SUPPLIED TEXT →
START

Import the picture into PS or Fireworks and then draw the black lines on top. Save as the program-specific proprietary format. Upload to teh internets.
Similar to the pfd layers issue, but more readily viewed and edited.
First, this isn't blur, it's pixelation, with big pixels. That's not the same as blur. True blur, like Gaussian blur in Photoshop, doesn't actually destroy that much information. After Gaussian blurring, each pixel has a unique value, but it's a linear combination of values from nearby pixels. There's almost as much information as before blurring; the only true losses are from rounding. That's a reversible process.
Pixelation, though, substantially reduces the amount of information in the image. Before, each pixel had a unique value. After, only each square has a unique value. So information really has been destroyed. However, if, after pixelation, the target object to be identified still has several pixels, some kind of attack might work. You need to use big enough pixel blocks that multiple target objects (like three or more letters or numbers) map to a single block. Of course, visually this will lose you the "there's sort of some number there but I can't make it out" look.
Pixelation with some crypto-grade noise added would probably solve the problem. (Remember, if the attacker can predict the noise algorithm, it doesn't help.)
Here's a once-top story on Digg.e ck_written_for
http://digg.com/offbeat_news/How_much_was_this_ch
Google image search will give you tons more examples... not just of checks but people block all kinds of things. Scanned bills, paystubs, etc. and mosaic parts of images.
Recently, I scanned and placed 20+ pages of my old high school writing on my blog to provide continuity between some old diary entries I had converted to blog and my current blog entries.

END

ENTRIES SHOWN →

START

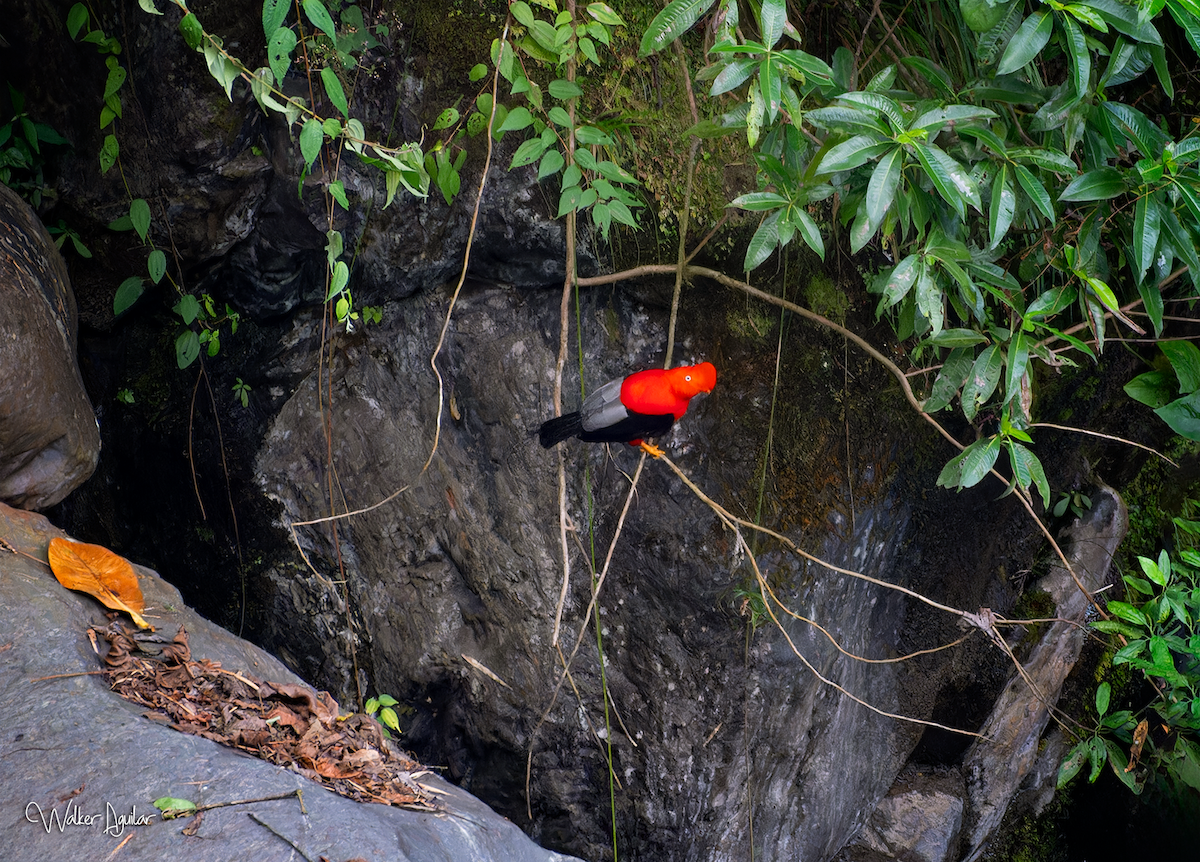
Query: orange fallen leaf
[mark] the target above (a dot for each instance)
(100, 573)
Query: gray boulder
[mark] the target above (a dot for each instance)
(48, 436)
(83, 766)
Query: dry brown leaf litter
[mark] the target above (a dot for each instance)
(285, 724)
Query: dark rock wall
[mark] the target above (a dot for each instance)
(720, 737)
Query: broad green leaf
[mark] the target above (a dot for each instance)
(1080, 58)
(274, 12)
(551, 163)
(316, 12)
(1051, 301)
(1015, 363)
(759, 201)
(1029, 40)
(1145, 234)
(881, 190)
(930, 301)
(139, 216)
(958, 337)
(851, 154)
(1003, 205)
(1149, 138)
(311, 137)
(604, 13)
(528, 153)
(1029, 468)
(517, 119)
(1152, 301)
(951, 179)
(772, 16)
(982, 381)
(335, 91)
(810, 232)
(847, 120)
(108, 153)
(733, 75)
(763, 241)
(967, 468)
(1037, 192)
(949, 379)
(901, 280)
(187, 348)
(1185, 358)
(156, 264)
(562, 89)
(671, 23)
(127, 294)
(279, 52)
(1098, 184)
(337, 280)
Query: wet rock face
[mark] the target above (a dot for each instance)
(48, 437)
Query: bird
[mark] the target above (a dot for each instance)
(631, 408)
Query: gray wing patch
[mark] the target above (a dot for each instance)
(603, 407)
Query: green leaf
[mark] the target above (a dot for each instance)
(970, 466)
(982, 381)
(77, 19)
(1036, 191)
(551, 163)
(528, 153)
(733, 75)
(763, 241)
(316, 12)
(156, 264)
(1183, 415)
(108, 153)
(127, 294)
(311, 138)
(1003, 205)
(881, 190)
(563, 89)
(187, 348)
(772, 16)
(1185, 358)
(901, 280)
(1153, 388)
(853, 153)
(335, 91)
(671, 23)
(279, 52)
(1015, 364)
(949, 379)
(1073, 762)
(1098, 184)
(759, 201)
(1080, 58)
(337, 280)
(274, 12)
(139, 216)
(810, 232)
(1029, 40)
(951, 179)
(1027, 468)
(517, 119)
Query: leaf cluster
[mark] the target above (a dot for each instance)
(1159, 623)
(1012, 197)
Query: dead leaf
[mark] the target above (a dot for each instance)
(100, 573)
(1139, 740)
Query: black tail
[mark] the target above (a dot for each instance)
(561, 427)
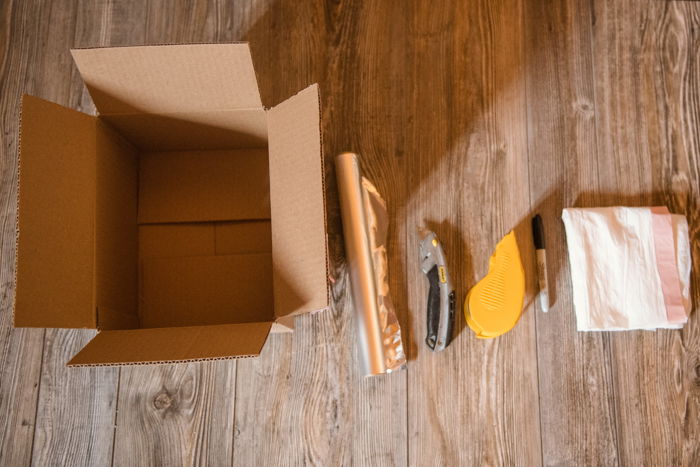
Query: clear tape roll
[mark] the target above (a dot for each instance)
(365, 223)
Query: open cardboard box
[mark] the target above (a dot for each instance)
(183, 222)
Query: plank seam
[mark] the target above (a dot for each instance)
(38, 396)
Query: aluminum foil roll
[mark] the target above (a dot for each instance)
(365, 222)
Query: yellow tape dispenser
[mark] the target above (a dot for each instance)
(493, 306)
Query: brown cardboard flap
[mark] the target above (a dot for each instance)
(199, 186)
(164, 345)
(220, 129)
(56, 218)
(204, 290)
(172, 78)
(298, 204)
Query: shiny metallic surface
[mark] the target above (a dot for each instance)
(365, 222)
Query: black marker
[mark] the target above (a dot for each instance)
(538, 236)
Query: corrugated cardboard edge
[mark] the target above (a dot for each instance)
(323, 194)
(325, 201)
(18, 173)
(162, 362)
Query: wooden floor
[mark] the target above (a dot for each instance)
(470, 117)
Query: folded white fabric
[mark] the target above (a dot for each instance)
(630, 268)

END

REQUIRED WORK → Retype the whole pixelation text above, word for word and unchanged.

SOLUTION BELOW →
Import the picture into PS or Fireworks and then draw the black lines on top. Save as the program-specific proprietary format. Upload to teh internets.
Similar to the pfd layers issue, but more readily viewed and edited.
First, this isn't blur, it's pixelation, with big pixels. That's not the same as blur. True blur, like Gaussian blur in Photoshop, doesn't actually destroy that much information. After Gaussian blurring, each pixel has a unique value, but it's a linear combination of values from nearby pixels. There's almost as much information as before blurring; the only true losses are from rounding. That's a reversible process.
Pixelation, though, substantially reduces the amount of information in the image. Before, each pixel had a unique value. After, only each square has a unique value. So information really has been destroyed. However, if, after pixelation, the target object to be identified still has several pixels, some kind of attack might work. You need to use big enough pixel blocks that multiple target objects (like three or more letters or numbers) map to a single block. Of course, visually this will lose you the "there's sort of some number there but I can't make it out" look.
Pixelation with some crypto-grade noise added would probably solve the problem. (Remember, if the attacker can predict the noise algorithm, it doesn't help.)
Here's a once-top story on Digg.e ck_written_for
http://digg.com/offbeat_news/How_much_was_this_ch
Google image search will give you tons more examples... not just of checks but people block all kinds of things. Scanned bills, paystubs, etc. and mosaic parts of images.
Recently, I scanned and placed 20+ pages of my old high school writing on my blog to provide continuity between some old diary entries I had converted to blog and my current blog entries.